*PROBLEM STATEMENT*: Copy the listing exactly, please, and keep every picture out of it.

*TASK MATERIAL*:
"""
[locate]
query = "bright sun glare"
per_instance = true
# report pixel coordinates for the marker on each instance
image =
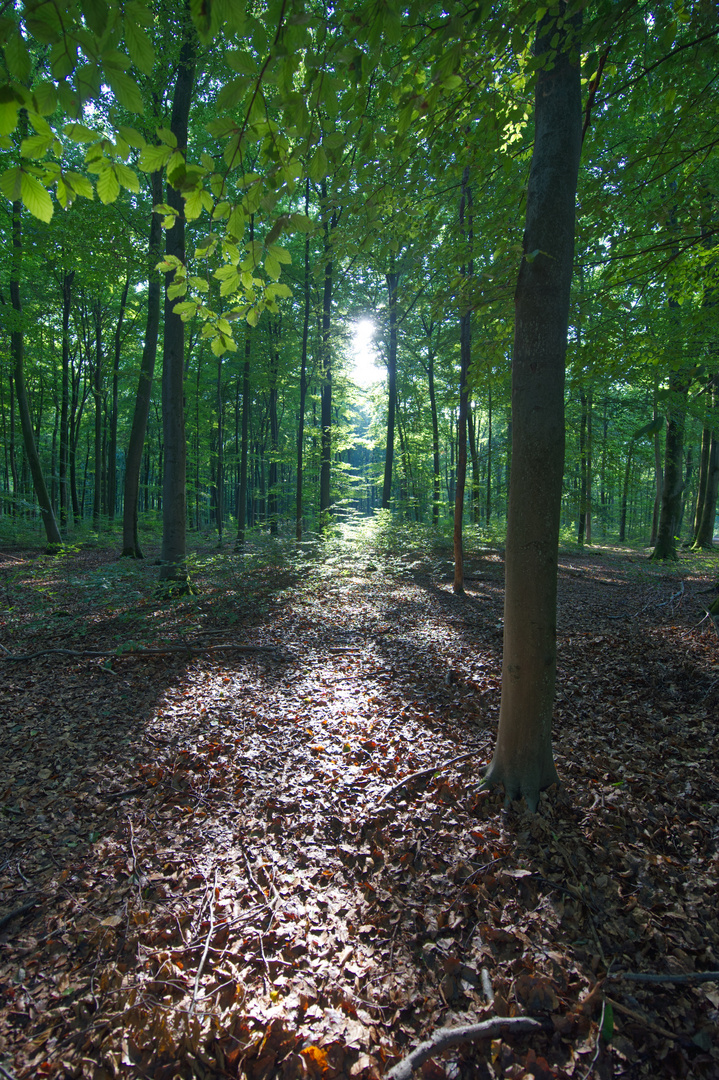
(364, 354)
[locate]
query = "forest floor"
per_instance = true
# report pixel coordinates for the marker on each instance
(208, 867)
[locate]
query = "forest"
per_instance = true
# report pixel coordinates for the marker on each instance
(358, 393)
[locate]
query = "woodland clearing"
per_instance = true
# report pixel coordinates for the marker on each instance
(209, 865)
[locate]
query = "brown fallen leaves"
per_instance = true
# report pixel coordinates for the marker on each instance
(211, 883)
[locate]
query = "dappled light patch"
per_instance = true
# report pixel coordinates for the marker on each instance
(282, 862)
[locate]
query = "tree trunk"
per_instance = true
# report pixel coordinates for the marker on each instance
(244, 446)
(17, 353)
(134, 457)
(326, 367)
(112, 448)
(625, 491)
(465, 358)
(392, 282)
(65, 401)
(174, 482)
(523, 759)
(302, 402)
(97, 394)
(666, 535)
(582, 514)
(488, 510)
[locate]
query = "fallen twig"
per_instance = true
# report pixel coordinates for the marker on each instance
(691, 976)
(446, 1037)
(656, 1028)
(206, 949)
(124, 655)
(425, 772)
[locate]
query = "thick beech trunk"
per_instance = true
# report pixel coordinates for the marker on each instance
(134, 457)
(174, 481)
(392, 282)
(17, 353)
(523, 759)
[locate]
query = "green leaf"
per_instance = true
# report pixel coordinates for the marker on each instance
(10, 183)
(95, 13)
(126, 177)
(44, 97)
(193, 204)
(167, 136)
(319, 166)
(153, 158)
(281, 254)
(17, 57)
(79, 133)
(126, 91)
(36, 198)
(137, 40)
(108, 186)
(133, 137)
(272, 267)
(8, 117)
(36, 146)
(79, 184)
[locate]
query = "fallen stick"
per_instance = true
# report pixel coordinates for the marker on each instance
(425, 772)
(446, 1037)
(120, 655)
(691, 976)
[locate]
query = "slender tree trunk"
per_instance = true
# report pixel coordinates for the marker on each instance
(97, 394)
(392, 283)
(174, 485)
(666, 536)
(475, 464)
(465, 359)
(326, 394)
(17, 353)
(68, 278)
(112, 447)
(274, 428)
(488, 511)
(582, 513)
(625, 491)
(134, 457)
(244, 446)
(302, 402)
(523, 759)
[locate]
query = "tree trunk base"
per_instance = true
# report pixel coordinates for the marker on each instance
(517, 784)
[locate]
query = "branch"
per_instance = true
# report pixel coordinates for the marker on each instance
(424, 772)
(691, 976)
(120, 655)
(446, 1037)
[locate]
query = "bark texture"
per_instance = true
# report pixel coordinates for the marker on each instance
(174, 485)
(523, 759)
(134, 458)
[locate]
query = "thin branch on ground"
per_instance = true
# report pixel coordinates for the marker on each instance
(446, 1037)
(206, 948)
(426, 772)
(189, 649)
(689, 977)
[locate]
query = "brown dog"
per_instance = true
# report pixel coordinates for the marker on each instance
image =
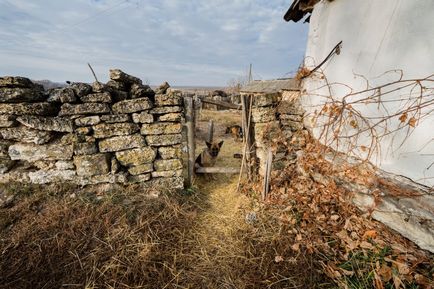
(208, 156)
(236, 131)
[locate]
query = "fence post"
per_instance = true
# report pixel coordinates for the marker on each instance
(189, 121)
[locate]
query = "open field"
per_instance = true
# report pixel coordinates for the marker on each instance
(208, 236)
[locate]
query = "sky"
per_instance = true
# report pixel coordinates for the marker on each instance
(201, 43)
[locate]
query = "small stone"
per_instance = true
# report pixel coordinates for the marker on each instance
(164, 140)
(39, 108)
(47, 123)
(135, 157)
(90, 165)
(172, 99)
(52, 176)
(20, 95)
(167, 165)
(174, 152)
(165, 109)
(175, 117)
(161, 128)
(97, 97)
(7, 120)
(64, 165)
(84, 108)
(62, 95)
(139, 178)
(120, 76)
(81, 89)
(141, 169)
(119, 143)
(162, 89)
(25, 134)
(167, 174)
(114, 118)
(105, 130)
(132, 105)
(115, 165)
(31, 152)
(85, 130)
(143, 117)
(87, 120)
(85, 148)
(263, 114)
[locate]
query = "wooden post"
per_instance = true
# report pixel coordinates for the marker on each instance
(267, 174)
(210, 131)
(190, 123)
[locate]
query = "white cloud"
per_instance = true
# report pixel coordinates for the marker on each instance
(185, 42)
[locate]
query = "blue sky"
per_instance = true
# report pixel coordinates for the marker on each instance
(190, 42)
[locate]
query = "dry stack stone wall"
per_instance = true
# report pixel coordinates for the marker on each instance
(119, 132)
(278, 124)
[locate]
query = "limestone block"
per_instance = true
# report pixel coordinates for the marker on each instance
(52, 176)
(132, 105)
(139, 178)
(168, 99)
(25, 134)
(6, 164)
(105, 130)
(167, 174)
(62, 95)
(38, 108)
(90, 165)
(119, 143)
(168, 165)
(175, 117)
(7, 120)
(20, 95)
(174, 152)
(141, 169)
(47, 123)
(87, 120)
(265, 99)
(138, 91)
(161, 128)
(137, 156)
(81, 89)
(263, 114)
(31, 152)
(164, 140)
(84, 108)
(97, 97)
(114, 118)
(165, 109)
(143, 117)
(120, 76)
(64, 165)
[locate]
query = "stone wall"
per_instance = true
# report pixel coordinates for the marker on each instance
(119, 132)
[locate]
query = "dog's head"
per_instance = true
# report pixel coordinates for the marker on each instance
(214, 148)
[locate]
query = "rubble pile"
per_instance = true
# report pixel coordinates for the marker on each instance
(119, 132)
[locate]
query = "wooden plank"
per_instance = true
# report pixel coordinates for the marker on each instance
(220, 103)
(190, 124)
(217, 170)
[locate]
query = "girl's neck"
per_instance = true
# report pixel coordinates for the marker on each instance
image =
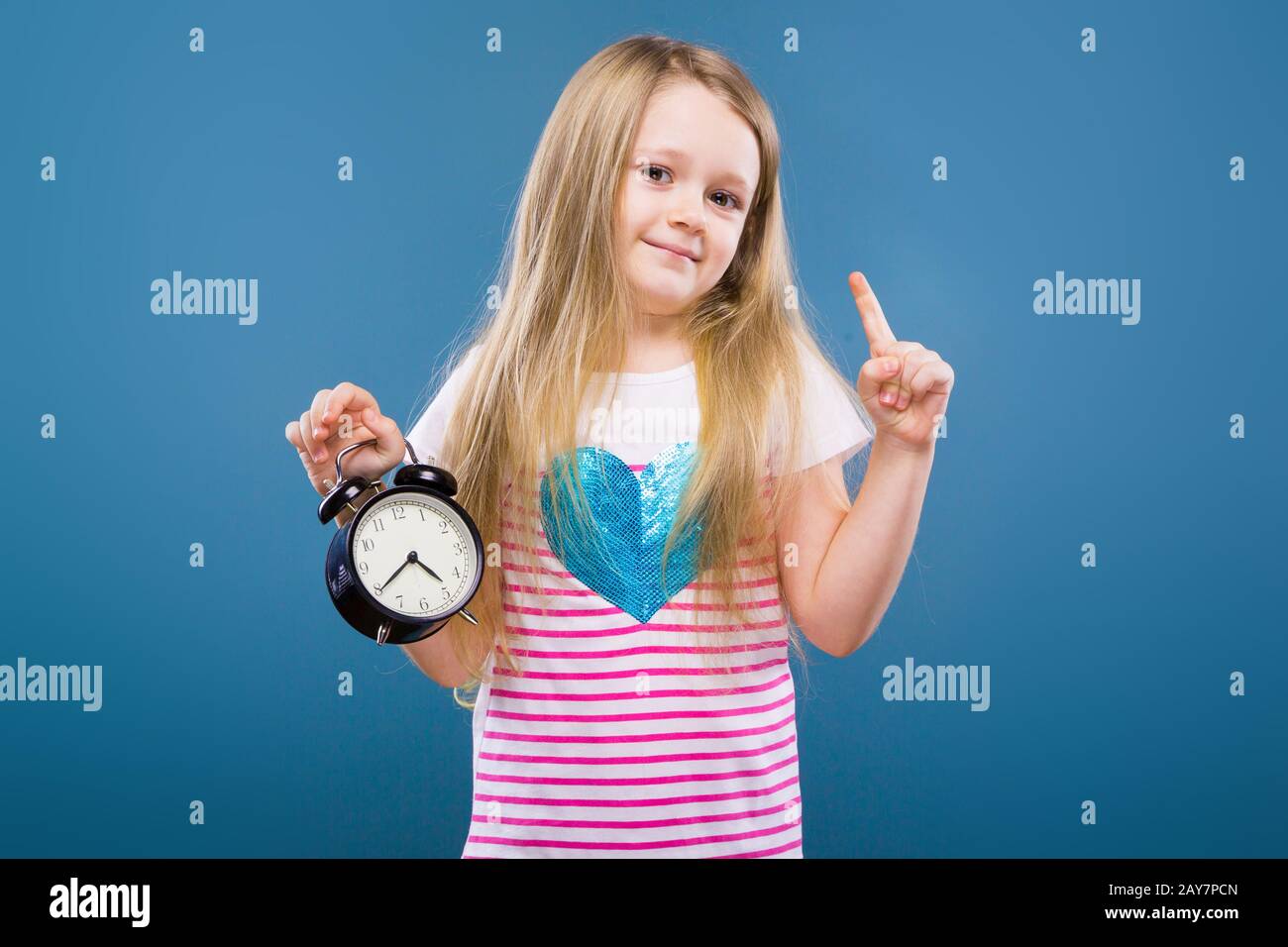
(657, 344)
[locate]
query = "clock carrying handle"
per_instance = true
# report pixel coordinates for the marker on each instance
(339, 457)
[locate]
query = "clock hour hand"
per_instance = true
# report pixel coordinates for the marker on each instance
(395, 574)
(428, 570)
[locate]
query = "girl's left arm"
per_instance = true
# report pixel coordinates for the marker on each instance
(849, 562)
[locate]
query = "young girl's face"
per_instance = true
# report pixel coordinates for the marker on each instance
(691, 176)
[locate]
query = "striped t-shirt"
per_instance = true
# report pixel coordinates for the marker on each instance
(616, 741)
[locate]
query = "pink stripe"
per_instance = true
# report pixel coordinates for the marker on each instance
(684, 714)
(651, 626)
(636, 737)
(642, 781)
(535, 590)
(614, 609)
(630, 696)
(643, 823)
(636, 761)
(636, 672)
(645, 650)
(739, 564)
(638, 802)
(629, 845)
(765, 852)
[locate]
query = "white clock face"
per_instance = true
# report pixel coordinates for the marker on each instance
(415, 556)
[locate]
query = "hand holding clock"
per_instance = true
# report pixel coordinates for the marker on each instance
(320, 434)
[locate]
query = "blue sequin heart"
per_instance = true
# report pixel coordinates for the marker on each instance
"""
*RESULT BELOW*:
[locate]
query = "bright sun glare"
per_instance = true
# report pixel coordinates for the marker on each instance
image =
(364, 354)
[locate]
query = "forest floor"
per_instance = true
# report pixel coordinates for the marker on each instance
(208, 867)
[locate]
query = "forest"
per_instance = true
# report pixel coordinates for the marker on each instance
(358, 393)
[locate]
query = "woodland clearing"
per_instance = true
# report pixel coordinates for the marker on each instance
(209, 865)
[locate]
query = "brown fallen leaves"
per_instance = true
# report pixel coordinates for the marker on each instance
(211, 883)
[locate]
query = "dappled light patch"
per_instance = true
# report pixel coordinates for the marker on each instance
(282, 862)
[locate]
query = "tree trunk"
per_instance = true
# report pixel coordinates for the marker on each instance
(244, 446)
(17, 353)
(134, 457)
(326, 367)
(112, 448)
(625, 491)
(465, 358)
(392, 282)
(65, 401)
(174, 482)
(523, 759)
(302, 402)
(97, 394)
(666, 535)
(582, 514)
(488, 510)
[locate]
query = "fallen twig"
per_instance = true
# report pixel coordinates for the marker on each instance
(691, 976)
(446, 1037)
(656, 1028)
(206, 949)
(124, 655)
(425, 772)
[locate]
query = "thick beech trunk"
per_instance = true
# report pixel coordinates for the marker on each instance
(134, 457)
(174, 481)
(392, 282)
(17, 353)
(523, 759)
[locate]
query = "green leaf"
per_instance = true
# report pixel coordinates for the marker on each instance
(10, 183)
(95, 13)
(126, 177)
(44, 97)
(193, 204)
(167, 136)
(319, 166)
(153, 158)
(281, 254)
(17, 57)
(79, 133)
(126, 91)
(36, 198)
(137, 40)
(108, 186)
(133, 137)
(272, 267)
(8, 117)
(36, 146)
(79, 184)
[locate]
query = "fallen stick"
per_instance = true
# report pixel coordinates for the marker on each instance
(425, 772)
(446, 1037)
(120, 655)
(691, 976)
[locate]
query = "slender tree trunk"
per_instance = true
# report pixel coordinates for the marker on each instance
(97, 394)
(392, 283)
(174, 485)
(666, 536)
(475, 464)
(465, 359)
(326, 394)
(17, 353)
(68, 278)
(112, 447)
(274, 428)
(488, 511)
(582, 513)
(625, 491)
(134, 457)
(244, 446)
(302, 402)
(523, 759)
[locate]
query = "tree trunk base"
per_instance = true
# report pixel coordinates for the marker on each instance
(517, 784)
[locate]
query = "branch"
per_instance = true
# report pixel coordinates for the marker on each instance
(424, 772)
(691, 976)
(120, 655)
(446, 1037)
[locate]
query = "bark texture"
per_instance = true
# report pixel coordinates for the marker on each instance
(174, 485)
(523, 759)
(134, 458)
[locate]
query = "thin branch on ground"
per_instance = true
# report pixel coordinates for the marker on each instance
(446, 1037)
(206, 948)
(426, 772)
(189, 649)
(689, 977)
[locate]
query = "brown dog"
per_instance = true
# report pixel coordinates for the marker on each instance
image =
(208, 156)
(236, 131)
[locate]
query = "fence post"
per_instance = true
# report pixel coordinates for the marker on each instance
(189, 121)
[locate]
query = "open field"
per_instance = true
# report pixel coordinates for the marker on each instance
(208, 236)
[locate]
query = "sky"
per_instance = true
# report pixel coordinates for the marker on each instance
(201, 43)
[locate]
query = "small stone"
per_instance = true
# report pixel coordinates for the marker on each instance
(164, 140)
(39, 108)
(47, 123)
(135, 157)
(90, 165)
(172, 99)
(52, 176)
(20, 95)
(167, 165)
(174, 152)
(165, 109)
(175, 117)
(161, 128)
(97, 97)
(7, 120)
(64, 165)
(84, 108)
(62, 95)
(139, 178)
(120, 76)
(81, 89)
(141, 169)
(119, 143)
(162, 89)
(25, 134)
(167, 174)
(114, 118)
(105, 130)
(132, 105)
(115, 165)
(31, 152)
(85, 130)
(143, 117)
(87, 120)
(85, 148)
(263, 114)
[locate]
query = "wooden post"
per_instance = true
# report pixel coordinates for the marker on each instance
(267, 174)
(210, 131)
(190, 123)
[locate]
query = "white cloud"
per_instance = true
# report pixel coordinates for the marker on each instance
(185, 42)
[locate]
query = "blue sky"
per_instance = true
# report pixel coordinates for the marker on each instance
(190, 42)
[locate]
query = "dry stack stone wall"
per_instance = true
# report pixel coordinates for the marker on each instance
(119, 132)
(278, 124)
[locate]
query = "limestone block"
per_instance = true
# report pixel coordinates for the marker on each instance
(52, 176)
(132, 105)
(139, 178)
(168, 99)
(25, 134)
(6, 164)
(105, 130)
(167, 174)
(62, 95)
(38, 108)
(90, 165)
(119, 143)
(168, 165)
(175, 117)
(7, 120)
(20, 95)
(174, 152)
(141, 169)
(47, 123)
(87, 120)
(265, 99)
(138, 91)
(161, 128)
(137, 156)
(81, 89)
(263, 114)
(31, 152)
(164, 140)
(84, 108)
(97, 97)
(114, 118)
(165, 109)
(143, 117)
(120, 76)
(64, 165)
[locate]
query = "stone wall"
per_instance = true
# report pixel coordinates for the marker on each instance
(119, 132)
[locate]
query = "dog's head"
per_instance = true
# report pixel coordinates for the marker on each instance
(214, 148)
[locate]
query = "rubble pile"
per_instance = true
# report pixel coordinates for the marker on each instance
(119, 132)
[locate]
query = "wooden plank"
per_instance = true
# report pixel coordinates for the marker on each instance
(220, 103)
(190, 124)
(217, 170)
[locate]
query = "girl's neck"
per_instance = true
# report pixel coordinates for the marker on each instance
image =
(657, 344)
[locate]
query = "clock carrying handle"
per_instance = true
# report pixel coordinates for the marker on each instance
(339, 457)
[locate]
query = "clock hour hand"
per_instance = true
# report pixel coordinates for the marker on each instance
(395, 574)
(428, 570)
[locate]
query = "girl's left arm"
per_instance = true
# report pixel coordinates for the marker on each instance
(849, 562)
[locate]
query = "young girl's face"
per_instance = true
# report pixel coordinates for the marker on each instance
(691, 176)
[locate]
query = "striped t-shirt"
per_instance = true
# report pixel coordinates for the marker on each instance
(616, 741)
[locate]
query = "pink stripe"
per_instance = true
# report pixel coordinates for the marker on each instance
(684, 714)
(651, 626)
(636, 737)
(642, 781)
(535, 590)
(614, 609)
(630, 696)
(643, 823)
(636, 761)
(636, 672)
(645, 650)
(739, 564)
(638, 802)
(629, 845)
(765, 852)
[locate]
query = "white clock face"
per_instance = true
# report pixel coordinates for the marker on each instance
(415, 556)
[locate]
query = "hand holding clock"
per_instance = true
# report pixel coordinates for the marker on each instance
(320, 434)
[locate]
query = "blue sequin heart"
per_instance = true
# report pixel coordinates for the marker on each instance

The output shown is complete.